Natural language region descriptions
*** Block opens ***

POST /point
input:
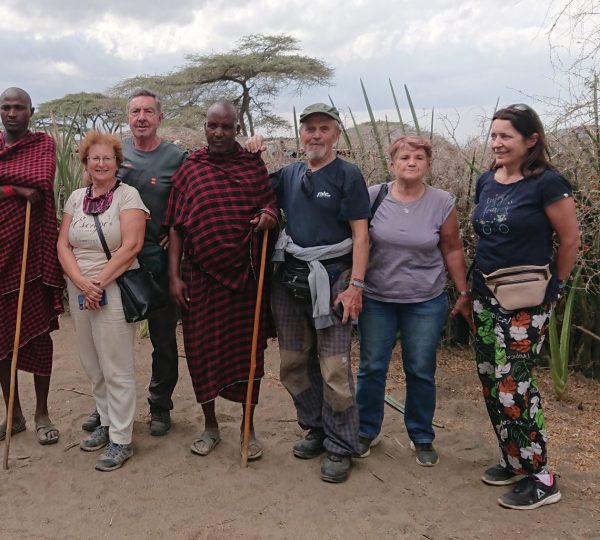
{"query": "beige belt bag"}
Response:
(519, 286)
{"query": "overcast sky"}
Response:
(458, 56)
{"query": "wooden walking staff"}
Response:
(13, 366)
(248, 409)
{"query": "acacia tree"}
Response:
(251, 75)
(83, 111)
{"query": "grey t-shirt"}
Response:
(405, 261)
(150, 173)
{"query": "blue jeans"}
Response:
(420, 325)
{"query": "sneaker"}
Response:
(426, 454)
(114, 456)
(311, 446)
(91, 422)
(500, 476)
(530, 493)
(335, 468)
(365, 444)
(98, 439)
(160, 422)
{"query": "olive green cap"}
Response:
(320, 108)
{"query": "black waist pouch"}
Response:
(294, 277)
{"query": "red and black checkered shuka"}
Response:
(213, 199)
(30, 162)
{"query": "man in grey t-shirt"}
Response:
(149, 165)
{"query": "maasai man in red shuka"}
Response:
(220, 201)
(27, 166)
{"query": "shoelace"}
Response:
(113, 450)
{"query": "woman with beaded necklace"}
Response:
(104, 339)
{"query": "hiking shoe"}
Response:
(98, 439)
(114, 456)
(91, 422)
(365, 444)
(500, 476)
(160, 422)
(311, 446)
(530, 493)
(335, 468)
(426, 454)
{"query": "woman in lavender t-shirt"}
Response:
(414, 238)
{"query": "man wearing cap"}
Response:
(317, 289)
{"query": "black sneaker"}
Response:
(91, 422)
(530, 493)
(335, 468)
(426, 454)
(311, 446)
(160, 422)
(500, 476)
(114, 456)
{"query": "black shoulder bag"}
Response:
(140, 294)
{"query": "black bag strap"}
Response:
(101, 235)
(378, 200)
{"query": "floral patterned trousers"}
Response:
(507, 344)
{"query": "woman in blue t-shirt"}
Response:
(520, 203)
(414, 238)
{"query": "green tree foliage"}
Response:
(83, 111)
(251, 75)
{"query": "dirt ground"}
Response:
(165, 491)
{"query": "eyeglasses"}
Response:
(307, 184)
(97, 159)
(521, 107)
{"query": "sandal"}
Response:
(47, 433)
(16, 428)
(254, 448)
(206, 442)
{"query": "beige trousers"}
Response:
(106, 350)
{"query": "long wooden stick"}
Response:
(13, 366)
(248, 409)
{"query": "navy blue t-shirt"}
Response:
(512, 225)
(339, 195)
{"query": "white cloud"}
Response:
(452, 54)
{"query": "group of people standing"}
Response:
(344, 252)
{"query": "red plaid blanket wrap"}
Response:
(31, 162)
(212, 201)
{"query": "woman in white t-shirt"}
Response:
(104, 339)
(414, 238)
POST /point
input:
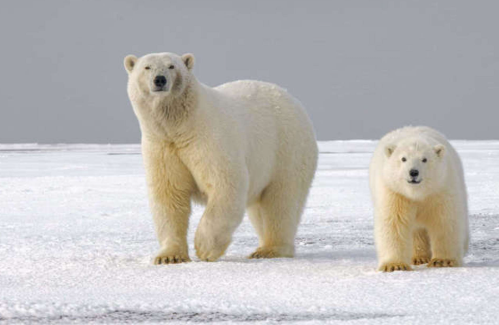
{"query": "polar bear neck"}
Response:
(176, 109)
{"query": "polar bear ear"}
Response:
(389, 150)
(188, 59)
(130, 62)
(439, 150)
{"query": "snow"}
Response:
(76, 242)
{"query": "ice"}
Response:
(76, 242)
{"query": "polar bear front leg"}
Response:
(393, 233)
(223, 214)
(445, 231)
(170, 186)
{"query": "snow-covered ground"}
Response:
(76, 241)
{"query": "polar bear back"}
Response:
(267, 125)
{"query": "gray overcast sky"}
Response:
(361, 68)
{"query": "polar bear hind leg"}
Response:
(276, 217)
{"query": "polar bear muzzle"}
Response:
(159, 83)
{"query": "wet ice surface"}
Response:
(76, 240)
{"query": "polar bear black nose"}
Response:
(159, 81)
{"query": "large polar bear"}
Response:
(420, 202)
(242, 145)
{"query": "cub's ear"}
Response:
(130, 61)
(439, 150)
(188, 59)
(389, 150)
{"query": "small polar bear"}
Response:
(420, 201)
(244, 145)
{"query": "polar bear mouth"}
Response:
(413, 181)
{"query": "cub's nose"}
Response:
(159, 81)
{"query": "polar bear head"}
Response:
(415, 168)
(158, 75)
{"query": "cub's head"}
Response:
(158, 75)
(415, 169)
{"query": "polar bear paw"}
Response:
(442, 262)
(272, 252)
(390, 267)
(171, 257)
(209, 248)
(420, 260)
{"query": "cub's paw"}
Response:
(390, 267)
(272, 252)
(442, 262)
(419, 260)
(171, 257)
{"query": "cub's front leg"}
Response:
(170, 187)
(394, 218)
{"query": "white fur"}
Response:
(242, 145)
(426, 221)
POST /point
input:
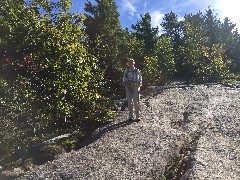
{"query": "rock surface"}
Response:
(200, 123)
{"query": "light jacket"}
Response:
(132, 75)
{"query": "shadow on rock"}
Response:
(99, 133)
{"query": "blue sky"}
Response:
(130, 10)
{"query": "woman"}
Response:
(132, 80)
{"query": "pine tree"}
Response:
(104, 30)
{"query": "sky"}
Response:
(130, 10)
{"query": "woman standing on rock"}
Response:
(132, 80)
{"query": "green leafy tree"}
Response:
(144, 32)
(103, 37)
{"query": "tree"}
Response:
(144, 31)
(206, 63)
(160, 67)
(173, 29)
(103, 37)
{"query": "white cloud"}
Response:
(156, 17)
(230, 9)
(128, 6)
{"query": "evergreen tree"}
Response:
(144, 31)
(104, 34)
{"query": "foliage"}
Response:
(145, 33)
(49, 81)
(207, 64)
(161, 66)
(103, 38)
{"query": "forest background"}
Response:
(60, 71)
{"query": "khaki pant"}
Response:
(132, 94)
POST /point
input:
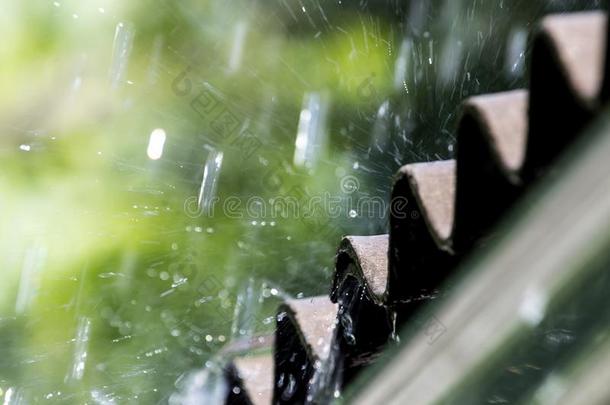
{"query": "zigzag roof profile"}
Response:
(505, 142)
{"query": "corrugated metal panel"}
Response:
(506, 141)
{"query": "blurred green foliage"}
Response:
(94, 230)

*** Block closes ***

→ **What needs to be done**
Go through the records line by line, and copy each line that holds the string "shirt".

→ **Solution**
{"query": "grey t-shirt"}
{"query": "man in grey t-shirt"}
{"query": "woman in lavender t-shirt"}
{"query": "woman in blue t-shirt"}
{"query": "navy blue t-shirt"}
{"query": "woman in white t-shirt"}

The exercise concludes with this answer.